▶ [SHORT PROBLEM]: Lay out the data below as a numbered list with one line per number, leaving out any blank lines.

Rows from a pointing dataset
________________________

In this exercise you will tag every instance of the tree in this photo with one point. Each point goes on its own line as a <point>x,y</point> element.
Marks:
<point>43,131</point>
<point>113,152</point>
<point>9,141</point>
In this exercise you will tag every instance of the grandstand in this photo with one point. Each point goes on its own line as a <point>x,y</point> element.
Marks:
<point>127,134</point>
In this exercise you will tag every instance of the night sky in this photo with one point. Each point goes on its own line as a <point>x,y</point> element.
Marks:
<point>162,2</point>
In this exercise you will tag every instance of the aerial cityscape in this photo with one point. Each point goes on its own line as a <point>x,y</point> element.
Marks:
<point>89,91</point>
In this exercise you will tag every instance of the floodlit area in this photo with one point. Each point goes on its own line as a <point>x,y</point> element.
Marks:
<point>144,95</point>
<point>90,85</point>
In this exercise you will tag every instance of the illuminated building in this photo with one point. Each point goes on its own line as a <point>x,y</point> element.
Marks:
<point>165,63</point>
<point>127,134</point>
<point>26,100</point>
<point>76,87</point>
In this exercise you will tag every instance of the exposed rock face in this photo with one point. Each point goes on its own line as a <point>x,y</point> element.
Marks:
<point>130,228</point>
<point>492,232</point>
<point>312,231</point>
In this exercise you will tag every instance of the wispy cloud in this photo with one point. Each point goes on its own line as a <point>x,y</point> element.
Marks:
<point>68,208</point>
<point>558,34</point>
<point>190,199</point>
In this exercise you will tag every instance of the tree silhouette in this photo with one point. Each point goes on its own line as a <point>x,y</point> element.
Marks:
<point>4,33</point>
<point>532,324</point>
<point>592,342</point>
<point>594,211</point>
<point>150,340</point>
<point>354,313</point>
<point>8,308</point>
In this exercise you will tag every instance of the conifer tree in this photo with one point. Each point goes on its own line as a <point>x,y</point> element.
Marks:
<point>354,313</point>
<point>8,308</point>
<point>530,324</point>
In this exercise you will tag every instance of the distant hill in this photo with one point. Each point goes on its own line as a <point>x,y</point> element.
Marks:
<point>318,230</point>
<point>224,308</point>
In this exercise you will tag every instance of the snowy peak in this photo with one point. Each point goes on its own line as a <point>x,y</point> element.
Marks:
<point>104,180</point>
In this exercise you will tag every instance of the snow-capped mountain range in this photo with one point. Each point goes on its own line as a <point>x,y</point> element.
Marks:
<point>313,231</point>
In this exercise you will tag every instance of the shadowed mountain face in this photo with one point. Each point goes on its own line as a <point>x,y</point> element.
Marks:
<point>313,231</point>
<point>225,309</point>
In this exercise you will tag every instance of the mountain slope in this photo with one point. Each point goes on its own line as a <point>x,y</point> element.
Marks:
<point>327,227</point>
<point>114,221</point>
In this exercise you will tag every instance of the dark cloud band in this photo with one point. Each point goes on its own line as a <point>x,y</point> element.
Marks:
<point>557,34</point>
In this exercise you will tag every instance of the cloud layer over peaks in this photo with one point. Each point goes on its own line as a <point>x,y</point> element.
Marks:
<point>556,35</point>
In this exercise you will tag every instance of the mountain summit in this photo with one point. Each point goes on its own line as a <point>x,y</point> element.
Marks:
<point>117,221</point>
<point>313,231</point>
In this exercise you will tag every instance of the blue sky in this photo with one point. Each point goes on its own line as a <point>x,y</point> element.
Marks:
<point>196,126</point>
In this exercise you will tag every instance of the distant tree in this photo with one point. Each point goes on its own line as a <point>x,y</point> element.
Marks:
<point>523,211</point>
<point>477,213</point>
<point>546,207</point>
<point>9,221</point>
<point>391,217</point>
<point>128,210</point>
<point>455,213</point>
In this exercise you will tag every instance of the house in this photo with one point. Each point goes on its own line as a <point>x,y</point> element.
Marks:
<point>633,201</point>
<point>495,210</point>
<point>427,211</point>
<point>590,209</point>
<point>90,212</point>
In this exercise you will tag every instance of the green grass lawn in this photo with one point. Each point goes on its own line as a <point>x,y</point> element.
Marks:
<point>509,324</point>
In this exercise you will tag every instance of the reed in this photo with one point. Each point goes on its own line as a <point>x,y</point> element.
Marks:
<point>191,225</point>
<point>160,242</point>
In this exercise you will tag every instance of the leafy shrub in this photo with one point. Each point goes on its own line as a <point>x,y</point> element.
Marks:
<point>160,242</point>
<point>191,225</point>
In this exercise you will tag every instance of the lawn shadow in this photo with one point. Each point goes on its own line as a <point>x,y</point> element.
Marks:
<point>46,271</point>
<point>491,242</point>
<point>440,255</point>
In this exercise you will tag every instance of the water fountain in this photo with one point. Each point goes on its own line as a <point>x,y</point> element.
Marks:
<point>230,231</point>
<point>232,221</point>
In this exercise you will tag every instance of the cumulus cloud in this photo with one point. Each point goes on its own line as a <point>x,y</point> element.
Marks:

________________________

▶ [THE SOLUTION]:
1. In this exercise you will tag every instance of the tree in this photo with one point. Each point goes on its own line as a <point>x,y</point> element.
2. Marks:
3. <point>43,131</point>
4. <point>113,152</point>
5. <point>9,141</point>
6. In this exercise you will tag every instance of the grandstand in this photo with one point. Each point goes on its own line as a <point>x,y</point> element.
7. Marks:
8. <point>127,134</point>
9. In this exercise you will tag every instance of the night sky in this photo with one point. Each point goes on its own line as a <point>x,y</point> element.
10. Marks:
11. <point>162,2</point>
12. In this exercise you will tag every instance of the aerial cityscape in this photo with one point. Each point goes on its own line as a <point>x,y</point> element.
13. Marks:
14. <point>89,91</point>
15. In this exercise you will tag every instance of the floodlit area in this photo with one point. Each point goes on its own line as a <point>x,y</point> element.
16. Marks:
17. <point>144,95</point>
18. <point>90,85</point>
19. In this exercise you will tag every instance of the illuminated building in this photo with one point. Each point goes on its own line as a <point>x,y</point> element.
20. Marks:
21. <point>165,63</point>
22. <point>127,134</point>
23. <point>26,100</point>
24. <point>76,87</point>
25. In this exercise you will tag every instance of the exposed rock face in this photo with one point. Each point goes on its own line as a <point>x,y</point> element.
26. Marks:
27. <point>130,228</point>
28. <point>492,232</point>
29. <point>312,231</point>
30. In this exercise you will tag every instance of the wispy cloud in this photo with one point. Each point goes on its own line as a <point>x,y</point> element.
31. Marks:
32. <point>68,208</point>
33. <point>558,34</point>
34. <point>190,199</point>
35. In this exercise you will tag every instance of the tree silhouette in this photo with one point. Each point goes on its own line as a <point>x,y</point> element.
36. Marks:
37. <point>4,33</point>
38. <point>532,324</point>
39. <point>592,342</point>
40. <point>594,211</point>
41. <point>150,340</point>
42. <point>354,313</point>
43. <point>8,308</point>
44. In this exercise you will tag every instance of the conifer tree in this photo with one point. Each point goes on its own line as a <point>x,y</point> element.
45. Marks:
46. <point>354,313</point>
47. <point>8,308</point>
48. <point>530,324</point>
49. In this exercise you will tag every instance of the distant hill in this photo with one point. Each point goes on its own line as a <point>x,y</point> element.
50. Marks:
51. <point>318,230</point>
52. <point>224,308</point>
53. In this exercise you will tag every instance of the snowy peak in this photo with one point. Each point goes on its own line as a <point>x,y</point> element.
54. Marks:
55. <point>104,180</point>
56. In this exercise you will tag every instance of the snow-capped mountain range in this photo with one point. Each point goes on its own line as a <point>x,y</point> element.
57. Marks:
58. <point>313,231</point>
59. In this exercise you will tag every instance of the shadowed mountain face in this photo with one point. Each point goes on its own line as a <point>x,y</point> element.
60. Marks:
61. <point>313,231</point>
62. <point>225,309</point>
63. In this exercise you will tag every instance of the mountain slope in this photo with one point. Each point goes on its own line as a <point>x,y</point> element.
64. Marks:
65. <point>327,227</point>
66. <point>114,221</point>
67. In this exercise you will tag every instance of the dark cloud band in this photo with one point. Each point goes on its own line as a <point>x,y</point> element.
68. Marks:
69. <point>557,34</point>
70. In this exercise you will tag every instance of the cloud layer over peaks in this photo with one point. Each point goes on its own line as a <point>x,y</point> element.
71. Marks:
72. <point>556,35</point>
73. In this exercise you will tag every instance of the mountain summit in this photo with one point. Each point goes on its own line as a <point>x,y</point> element.
74. Marks:
75. <point>117,221</point>
76. <point>313,231</point>
77. In this exercise you will tag every instance of the blue sky in this photo with one point. Each point goes on its own line as a <point>x,y</point> element.
78. Marks:
79. <point>196,126</point>
80. In this exercise you will tag every instance of the distant tree in this photo with one point. Each point goes on its own line as a <point>x,y</point> element.
81. Marks:
82. <point>523,211</point>
83. <point>477,213</point>
84. <point>546,207</point>
85. <point>9,221</point>
86. <point>391,217</point>
87. <point>128,210</point>
88. <point>455,213</point>
89. In this exercise you will tag every instance of the house in this photo with one point. Each point goes on its own line as a <point>x,y</point> element.
90. Marks:
91. <point>633,201</point>
92. <point>495,210</point>
93. <point>427,211</point>
94. <point>590,209</point>
95. <point>90,212</point>
96. In this exercise you will tag every instance of the green grass lawn in this photo with one point. Each point goes on its own line as a <point>x,y</point> element.
97. Marks:
98. <point>509,324</point>
99. In this exercise you will tag every instance of the reed in this photo with one point. Each point goes on its own line as a <point>x,y</point> element.
100. Marks:
101. <point>191,225</point>
102. <point>160,242</point>
103. In this exercise you will tag every instance of the leafy shrub in this photo with one point. Each point goes on its own line as a <point>x,y</point> element.
104. Marks:
105. <point>160,242</point>
106. <point>191,225</point>
107. In this exercise you will tag every instance of the lawn shadow in this photo with one point. Each point goes on its own line as a <point>x,y</point> element.
108. Marks:
109. <point>46,271</point>
110. <point>491,242</point>
111. <point>440,255</point>
112. In this exercise you will tag every instance of the water fountain in this photo with one point. Each point goes on its own line as a <point>x,y</point> element.
113. Marks:
114. <point>230,231</point>
115. <point>232,221</point>
116. In this exercise you will tag every instance of the cumulus cloud in this photo with one point. Each point goes on its own line as a <point>x,y</point> element.
117. Marks:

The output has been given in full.